_Work instruction_
Lines outside the range are not wanted. Give again exactly the lines between the line holding "point at the wooden pew" and the line holding "point at the person with dark hair bun", inclusive, from the listing below.

_Given entries_
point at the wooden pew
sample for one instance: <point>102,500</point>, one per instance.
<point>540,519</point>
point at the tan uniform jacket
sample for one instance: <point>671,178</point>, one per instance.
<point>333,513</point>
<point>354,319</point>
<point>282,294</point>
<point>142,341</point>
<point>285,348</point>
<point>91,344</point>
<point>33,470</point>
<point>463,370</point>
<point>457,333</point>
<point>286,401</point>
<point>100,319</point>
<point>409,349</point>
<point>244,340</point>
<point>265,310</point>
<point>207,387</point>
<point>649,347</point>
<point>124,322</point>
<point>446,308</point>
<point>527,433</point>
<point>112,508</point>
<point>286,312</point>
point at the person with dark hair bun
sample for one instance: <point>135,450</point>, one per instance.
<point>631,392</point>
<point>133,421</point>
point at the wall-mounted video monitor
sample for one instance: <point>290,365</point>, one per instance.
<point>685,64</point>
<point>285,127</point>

* * *

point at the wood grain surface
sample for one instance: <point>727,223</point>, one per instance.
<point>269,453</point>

_Task answer_
point at the wooden pew
sample for one instance: <point>102,500</point>, one per instance.
<point>540,519</point>
point at the tan uniform jacket
sample for one instance: <point>671,178</point>, one per instance.
<point>333,513</point>
<point>354,319</point>
<point>282,294</point>
<point>142,341</point>
<point>285,348</point>
<point>91,344</point>
<point>33,470</point>
<point>463,370</point>
<point>457,333</point>
<point>286,401</point>
<point>100,319</point>
<point>409,349</point>
<point>244,340</point>
<point>265,310</point>
<point>207,387</point>
<point>649,347</point>
<point>124,322</point>
<point>446,308</point>
<point>527,433</point>
<point>112,508</point>
<point>286,312</point>
point at the person with dark hair bun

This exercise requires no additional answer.